[Your objective] Render the entries below as a JSON list of strings, with one string for each line and blank lines omitted.

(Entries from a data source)
▬▬▬▬▬▬▬▬▬▬

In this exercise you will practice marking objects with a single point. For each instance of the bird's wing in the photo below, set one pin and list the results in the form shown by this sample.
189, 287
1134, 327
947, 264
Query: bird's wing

▬▬▬▬▬▬▬▬▬▬

[Solution for this problem]
[
  "In this exercise you will practice marking objects with a single point. For each instance of the bird's wing in the photo below, set one pin and list the results in the form shown by this sample.",
  "189, 287",
  "1134, 327",
  "947, 264",
  "Query: bird's wing"
]